| Region pointing data |
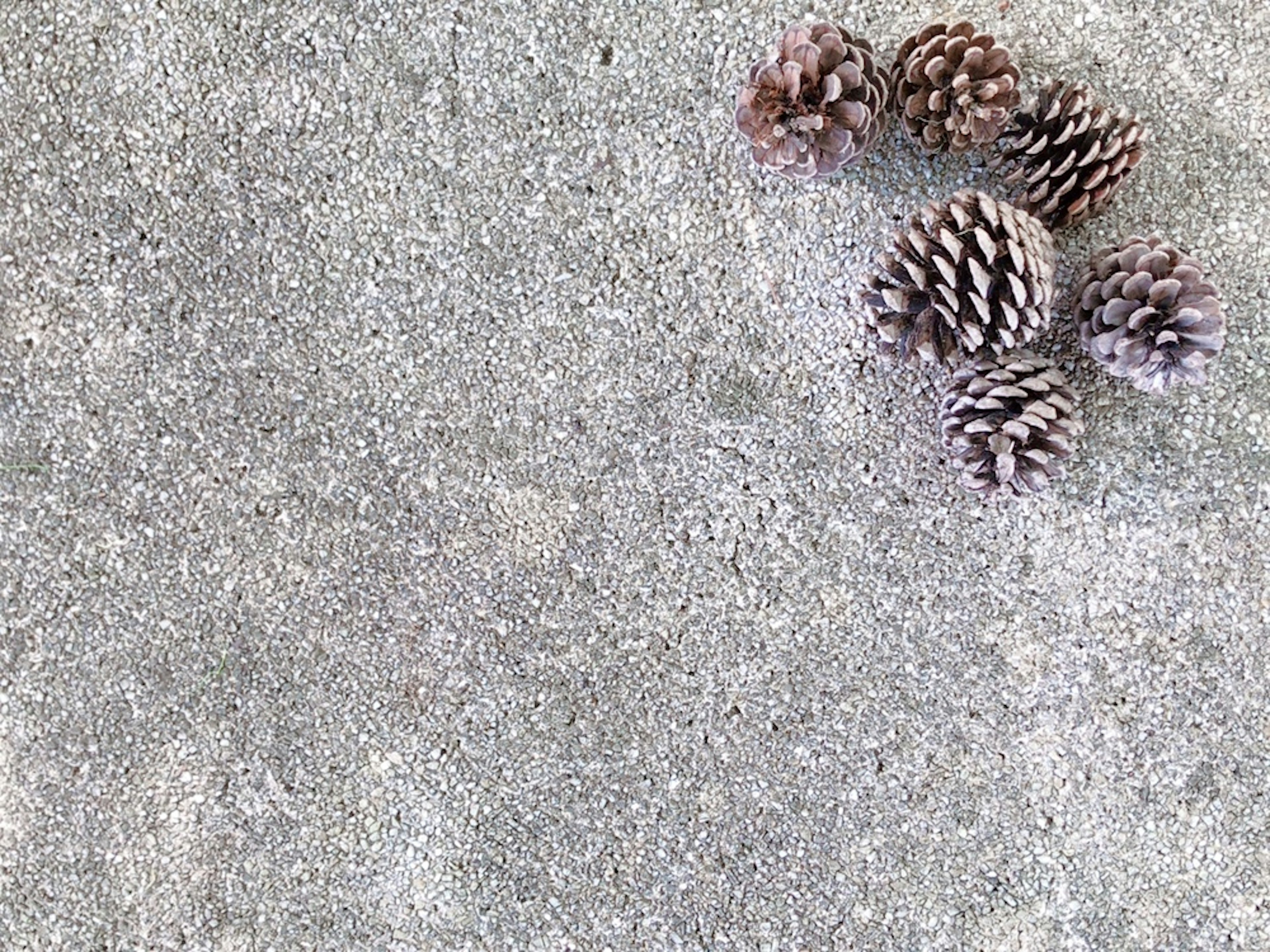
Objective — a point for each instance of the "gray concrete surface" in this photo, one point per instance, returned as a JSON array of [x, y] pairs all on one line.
[[449, 503]]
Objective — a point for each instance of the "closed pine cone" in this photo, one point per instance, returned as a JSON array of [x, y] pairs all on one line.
[[954, 88], [1071, 153], [969, 276], [1147, 313], [1009, 424], [815, 104]]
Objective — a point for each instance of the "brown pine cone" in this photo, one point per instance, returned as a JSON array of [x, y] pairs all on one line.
[[1071, 153], [969, 276], [954, 88], [1147, 313], [1009, 423], [815, 104]]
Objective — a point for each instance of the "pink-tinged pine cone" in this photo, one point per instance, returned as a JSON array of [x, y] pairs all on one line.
[[954, 88], [1147, 314], [1071, 154], [1010, 422], [815, 104]]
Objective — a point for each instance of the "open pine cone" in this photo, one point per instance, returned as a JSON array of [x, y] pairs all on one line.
[[815, 104], [1009, 423], [1071, 153], [968, 276], [1146, 313], [954, 88]]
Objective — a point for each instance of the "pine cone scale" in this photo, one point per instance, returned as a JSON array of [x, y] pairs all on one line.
[[972, 275], [815, 104], [1071, 154], [954, 88], [1009, 423]]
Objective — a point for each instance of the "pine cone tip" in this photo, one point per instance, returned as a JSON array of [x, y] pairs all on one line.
[[815, 104]]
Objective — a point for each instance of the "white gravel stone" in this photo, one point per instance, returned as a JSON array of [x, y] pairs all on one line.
[[450, 502]]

| PROBLEM TO SOLVE |
Nothing but the records, restated word for word and stripped of images, belongs in the answer.

| YOUR RESPONSE |
Objective — a point for each instance of the "gray concrete surface" in this photo, one point per instance, returned as a JSON array of [x, y] pairs all on one line.
[[449, 503]]
Objective — a point for each instance of the "closed pine cone" in this photo, one point per instance, returned as a JSON array of [x, y] pairs all on one line.
[[954, 88], [1071, 153], [969, 276], [1147, 313], [1009, 424], [815, 104]]
Objective — a point for each instance of the "brown pine cone" in this photo, one point per instance, returned as a JSON array of [x, y] pairs all on one line.
[[1071, 153], [969, 276], [954, 88], [1147, 313], [1009, 423], [815, 104]]
Objective — a point for each instance of the "pink-tinged pine cone" in this photo, one point per instance, returned as a JSON array of [x, y] pairs all on one line.
[[954, 88], [1147, 314], [1071, 154], [1010, 422], [815, 104]]
Objective — a point for each instance of the "open pine cone" in this photo, one point per instance, returned as a JSON array of [x, y] pairs all on one line.
[[815, 104], [1009, 423], [1071, 153], [968, 276], [1146, 313], [954, 88]]
Objective — a point for each instance of the "pine cone scale" in this photo, one point per instance, returned as a JSON array of [x, y] pairs all on one line.
[[972, 275], [815, 104], [1071, 154], [954, 88], [1009, 423]]
Objective — a point for each instance of the "pine cone tip" in this photo, one point per instance, returned as a JSON array of [x, y] pairs all on one line.
[[815, 104]]
Objective — a point for each instance of the "white gravel stone" in this photo, one point per instance, returned as a JSON array of [x, y] pairs all on one line.
[[450, 502]]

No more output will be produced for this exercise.